### OBJECTIVE A
Reproduce word for word the portion of the passage on categorizing probabilistic models from "We propose to" to "VAE, RBM, diffusion-as-generative-chain)".

### READING TEXT
/---

A Cleaner Way to Categorize Probabilistic Models
The classic split between generative and discriminative models was introduced for supervised learning: compare Naïve Bayes (model $p(x, y)$) with Logistic Regression (model $p(y\mid x)$).
In contemporary ML, the term “generative” is used loosely to refer to any model that is not discriminative, regardless of whether it actually specifies a probability distribution, a latent generative story, or even a sampling mechanism. The result is a terminology that is historically overloaded, pedagogically misleading, and conceptually inaccurate. The field needs a cleaner taxonomy—one that matches what probabilistic models actually do, rather than relying on outdated terminology. Here we propose such a framework.
1. Primary axis: Distribution modeling vs. Conditional modeling
The first, clean question is:
What probability does the model aim to capture?
We propose to replace “generative vs. discriminative” with Distribution modeling and Conditional modeling.
Distribution Modeling
The model’s primary target is the data distribution $p(x)$. Examples include:
- latent-variable generative models (GMM, HMM, ICA, VAE, RBM, diffusion-as-generative-chain)
- normalizing flows
- autoregressive models
- EBMs
- score models
- efficient-coding / equal-mass partition models
- Bayesian networks modeling only $p(x)$
- Markov chains defining a stationary distribution
Conditional Modeling
The model’s target is a conditional distribution $p(y\mid x)$. Examples:
- logistic regression
- CRFs / HCRFs
- Bayesian logistic regression
This axis is minimal, clean, and matches probability theory:
- “Distribution” = model $p(x)$
- “Conditional” = model $p(y\mid x)$
No extra philosophical baggage.
2. Second axis: Latent vs. non-latent
Next, we ask:
Does the model explicitly introduce latent variables $z$ as part of its probabilistic story?

\---

### DATA TO USE
/---

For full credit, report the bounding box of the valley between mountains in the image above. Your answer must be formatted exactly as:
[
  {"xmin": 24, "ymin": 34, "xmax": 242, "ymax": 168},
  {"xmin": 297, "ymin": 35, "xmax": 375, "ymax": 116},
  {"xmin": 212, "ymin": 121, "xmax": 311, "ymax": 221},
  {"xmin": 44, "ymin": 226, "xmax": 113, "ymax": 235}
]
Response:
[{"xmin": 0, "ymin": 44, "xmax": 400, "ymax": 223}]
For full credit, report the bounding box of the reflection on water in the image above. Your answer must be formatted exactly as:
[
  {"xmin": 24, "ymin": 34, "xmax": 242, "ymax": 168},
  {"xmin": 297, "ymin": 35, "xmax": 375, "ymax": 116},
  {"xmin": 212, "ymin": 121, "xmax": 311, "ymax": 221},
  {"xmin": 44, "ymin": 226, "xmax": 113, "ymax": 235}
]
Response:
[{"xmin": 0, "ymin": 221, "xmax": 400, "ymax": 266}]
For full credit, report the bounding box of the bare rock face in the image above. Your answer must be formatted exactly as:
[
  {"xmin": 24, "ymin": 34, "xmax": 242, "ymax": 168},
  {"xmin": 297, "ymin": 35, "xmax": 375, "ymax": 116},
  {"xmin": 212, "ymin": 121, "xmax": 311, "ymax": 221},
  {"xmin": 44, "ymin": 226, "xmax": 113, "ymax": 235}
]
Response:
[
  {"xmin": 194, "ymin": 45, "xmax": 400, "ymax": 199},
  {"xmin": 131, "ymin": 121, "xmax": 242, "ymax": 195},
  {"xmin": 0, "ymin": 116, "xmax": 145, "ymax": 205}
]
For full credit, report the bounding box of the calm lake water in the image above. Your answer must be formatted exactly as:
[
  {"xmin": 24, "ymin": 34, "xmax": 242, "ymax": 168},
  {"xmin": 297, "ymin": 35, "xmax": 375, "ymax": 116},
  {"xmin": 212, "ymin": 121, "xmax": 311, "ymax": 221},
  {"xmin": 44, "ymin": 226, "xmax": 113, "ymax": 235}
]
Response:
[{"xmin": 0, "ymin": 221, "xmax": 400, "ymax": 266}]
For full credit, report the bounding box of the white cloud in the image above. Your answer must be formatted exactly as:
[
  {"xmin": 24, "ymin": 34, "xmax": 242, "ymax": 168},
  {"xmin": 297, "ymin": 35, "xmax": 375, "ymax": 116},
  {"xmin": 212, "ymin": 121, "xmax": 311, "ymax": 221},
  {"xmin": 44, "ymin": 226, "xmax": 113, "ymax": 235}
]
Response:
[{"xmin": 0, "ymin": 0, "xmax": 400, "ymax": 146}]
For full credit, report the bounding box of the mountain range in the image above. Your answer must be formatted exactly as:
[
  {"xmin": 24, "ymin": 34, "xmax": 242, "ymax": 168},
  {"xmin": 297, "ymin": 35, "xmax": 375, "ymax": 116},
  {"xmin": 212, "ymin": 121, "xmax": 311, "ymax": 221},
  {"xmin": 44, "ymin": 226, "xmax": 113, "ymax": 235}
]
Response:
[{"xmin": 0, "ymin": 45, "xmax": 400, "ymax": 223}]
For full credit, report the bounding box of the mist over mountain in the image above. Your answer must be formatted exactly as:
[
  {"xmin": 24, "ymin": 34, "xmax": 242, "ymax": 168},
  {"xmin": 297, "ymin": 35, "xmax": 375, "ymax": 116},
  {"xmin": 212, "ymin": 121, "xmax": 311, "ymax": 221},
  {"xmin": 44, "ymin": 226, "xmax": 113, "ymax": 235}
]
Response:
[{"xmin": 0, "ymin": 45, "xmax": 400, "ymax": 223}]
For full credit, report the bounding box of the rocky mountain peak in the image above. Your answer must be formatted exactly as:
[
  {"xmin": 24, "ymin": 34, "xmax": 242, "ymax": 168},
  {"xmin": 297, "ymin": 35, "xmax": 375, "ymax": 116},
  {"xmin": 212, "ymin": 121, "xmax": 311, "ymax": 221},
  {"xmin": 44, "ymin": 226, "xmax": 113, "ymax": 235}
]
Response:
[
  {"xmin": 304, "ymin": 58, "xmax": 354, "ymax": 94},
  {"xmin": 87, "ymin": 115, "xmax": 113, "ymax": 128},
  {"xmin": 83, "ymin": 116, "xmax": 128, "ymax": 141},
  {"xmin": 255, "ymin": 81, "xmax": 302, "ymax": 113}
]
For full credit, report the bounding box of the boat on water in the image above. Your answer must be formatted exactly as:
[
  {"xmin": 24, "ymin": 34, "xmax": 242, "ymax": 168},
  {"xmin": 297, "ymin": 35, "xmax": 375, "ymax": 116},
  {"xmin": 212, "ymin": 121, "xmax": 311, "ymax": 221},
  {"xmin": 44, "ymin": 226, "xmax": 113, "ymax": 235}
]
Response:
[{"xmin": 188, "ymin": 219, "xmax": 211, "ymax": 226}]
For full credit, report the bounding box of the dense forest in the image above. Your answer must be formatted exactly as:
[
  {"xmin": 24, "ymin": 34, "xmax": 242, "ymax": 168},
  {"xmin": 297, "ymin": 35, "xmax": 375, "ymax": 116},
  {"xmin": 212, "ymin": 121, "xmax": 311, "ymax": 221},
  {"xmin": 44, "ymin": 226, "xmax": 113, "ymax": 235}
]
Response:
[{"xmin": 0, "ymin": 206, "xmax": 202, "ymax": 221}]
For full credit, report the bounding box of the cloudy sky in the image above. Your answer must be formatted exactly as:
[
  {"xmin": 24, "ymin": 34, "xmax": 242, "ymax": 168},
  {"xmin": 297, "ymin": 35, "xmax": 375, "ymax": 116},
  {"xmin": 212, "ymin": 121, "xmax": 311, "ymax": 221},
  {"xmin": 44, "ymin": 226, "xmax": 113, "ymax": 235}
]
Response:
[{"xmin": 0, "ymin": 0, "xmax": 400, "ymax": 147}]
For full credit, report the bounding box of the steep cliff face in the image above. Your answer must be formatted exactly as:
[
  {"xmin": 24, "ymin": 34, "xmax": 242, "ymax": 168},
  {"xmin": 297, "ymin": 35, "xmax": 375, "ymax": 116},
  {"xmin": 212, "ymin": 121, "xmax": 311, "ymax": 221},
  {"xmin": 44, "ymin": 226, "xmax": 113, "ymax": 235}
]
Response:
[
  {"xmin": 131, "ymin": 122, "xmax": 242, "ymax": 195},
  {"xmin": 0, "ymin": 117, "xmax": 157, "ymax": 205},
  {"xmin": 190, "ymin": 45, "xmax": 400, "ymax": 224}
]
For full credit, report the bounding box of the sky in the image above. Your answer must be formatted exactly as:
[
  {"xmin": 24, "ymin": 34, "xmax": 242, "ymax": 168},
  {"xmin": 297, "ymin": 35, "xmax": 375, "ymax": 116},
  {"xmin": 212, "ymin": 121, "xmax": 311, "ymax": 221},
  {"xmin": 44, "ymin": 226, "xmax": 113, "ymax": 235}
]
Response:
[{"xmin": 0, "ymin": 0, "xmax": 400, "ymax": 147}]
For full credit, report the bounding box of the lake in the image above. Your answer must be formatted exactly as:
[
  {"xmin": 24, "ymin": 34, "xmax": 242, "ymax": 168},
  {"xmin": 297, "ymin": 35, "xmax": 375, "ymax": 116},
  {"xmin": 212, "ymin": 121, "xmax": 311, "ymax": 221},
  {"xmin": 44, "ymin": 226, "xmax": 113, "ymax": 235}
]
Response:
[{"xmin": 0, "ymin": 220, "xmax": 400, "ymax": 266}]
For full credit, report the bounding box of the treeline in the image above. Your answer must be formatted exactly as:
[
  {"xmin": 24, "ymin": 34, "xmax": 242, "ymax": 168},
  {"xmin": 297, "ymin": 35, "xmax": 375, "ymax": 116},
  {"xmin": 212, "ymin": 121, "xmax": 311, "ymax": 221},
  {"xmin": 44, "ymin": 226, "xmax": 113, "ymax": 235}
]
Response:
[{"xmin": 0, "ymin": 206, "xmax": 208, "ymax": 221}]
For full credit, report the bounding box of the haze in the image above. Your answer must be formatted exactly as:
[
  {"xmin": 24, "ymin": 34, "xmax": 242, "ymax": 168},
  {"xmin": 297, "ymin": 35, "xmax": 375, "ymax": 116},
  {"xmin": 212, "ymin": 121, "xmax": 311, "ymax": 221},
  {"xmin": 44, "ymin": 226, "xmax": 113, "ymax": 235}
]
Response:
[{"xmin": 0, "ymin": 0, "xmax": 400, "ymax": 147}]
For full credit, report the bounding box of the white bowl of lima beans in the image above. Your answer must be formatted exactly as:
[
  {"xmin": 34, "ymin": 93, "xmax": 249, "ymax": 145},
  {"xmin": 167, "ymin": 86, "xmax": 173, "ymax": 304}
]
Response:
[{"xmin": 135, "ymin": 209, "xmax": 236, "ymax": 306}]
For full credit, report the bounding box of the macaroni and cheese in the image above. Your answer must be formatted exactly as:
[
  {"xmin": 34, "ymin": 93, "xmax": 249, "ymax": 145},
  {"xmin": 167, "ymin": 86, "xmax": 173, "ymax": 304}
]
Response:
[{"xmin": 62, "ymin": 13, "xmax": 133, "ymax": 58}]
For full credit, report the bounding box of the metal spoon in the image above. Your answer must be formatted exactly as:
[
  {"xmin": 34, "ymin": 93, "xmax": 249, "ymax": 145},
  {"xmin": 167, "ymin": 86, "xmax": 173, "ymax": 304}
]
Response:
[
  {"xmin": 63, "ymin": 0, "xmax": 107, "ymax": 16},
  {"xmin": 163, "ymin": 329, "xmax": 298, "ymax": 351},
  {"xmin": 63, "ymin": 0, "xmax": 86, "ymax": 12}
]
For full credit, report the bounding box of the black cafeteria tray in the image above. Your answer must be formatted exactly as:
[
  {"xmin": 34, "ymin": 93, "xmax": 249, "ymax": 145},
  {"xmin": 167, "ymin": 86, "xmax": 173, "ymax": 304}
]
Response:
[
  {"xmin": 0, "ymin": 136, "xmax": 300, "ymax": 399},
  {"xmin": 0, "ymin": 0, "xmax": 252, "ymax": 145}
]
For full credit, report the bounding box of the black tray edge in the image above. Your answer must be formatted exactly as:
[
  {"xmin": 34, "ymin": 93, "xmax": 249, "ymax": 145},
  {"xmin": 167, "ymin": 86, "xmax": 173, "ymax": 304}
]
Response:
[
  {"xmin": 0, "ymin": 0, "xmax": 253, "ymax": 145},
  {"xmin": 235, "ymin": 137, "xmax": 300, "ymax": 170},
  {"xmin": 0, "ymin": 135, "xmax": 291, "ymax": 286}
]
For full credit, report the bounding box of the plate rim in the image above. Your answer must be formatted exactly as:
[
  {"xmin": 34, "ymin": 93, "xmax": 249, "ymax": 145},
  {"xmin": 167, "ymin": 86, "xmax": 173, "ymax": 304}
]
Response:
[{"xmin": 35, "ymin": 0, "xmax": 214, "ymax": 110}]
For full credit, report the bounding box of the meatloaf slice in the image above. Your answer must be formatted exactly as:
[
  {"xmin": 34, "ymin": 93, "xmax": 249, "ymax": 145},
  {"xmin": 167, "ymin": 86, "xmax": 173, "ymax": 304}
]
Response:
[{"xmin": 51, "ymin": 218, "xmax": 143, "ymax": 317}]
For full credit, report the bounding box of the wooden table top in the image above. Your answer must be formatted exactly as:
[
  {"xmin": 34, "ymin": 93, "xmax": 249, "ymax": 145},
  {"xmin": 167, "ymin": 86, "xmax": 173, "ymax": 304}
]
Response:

\---

### OBJECTIVE B
Return every line of the entries that contains the word "water".

### FULL ANSWER A
We propose to replace “generative vs. discriminative” with Distribution modeling and Conditional modeling.
Distribution Modeling
The model’s primary target is the data distribution $p(x)$. Examples include:
- latent-variable generative models (GMM, HMM, ICA, VAE, RBM, diffusion-as-generative-chain)

### FULL ANSWER B
For full credit, report the bounding box of the reflection on water in the image above. Your answer must be formatted exactly as:
For full credit, report the bounding box of the calm lake water in the image above. Your answer must be formatted exactly as:
For full credit, report the bounding box of the boat on water in the image above. Your answer must be formatted exactly as:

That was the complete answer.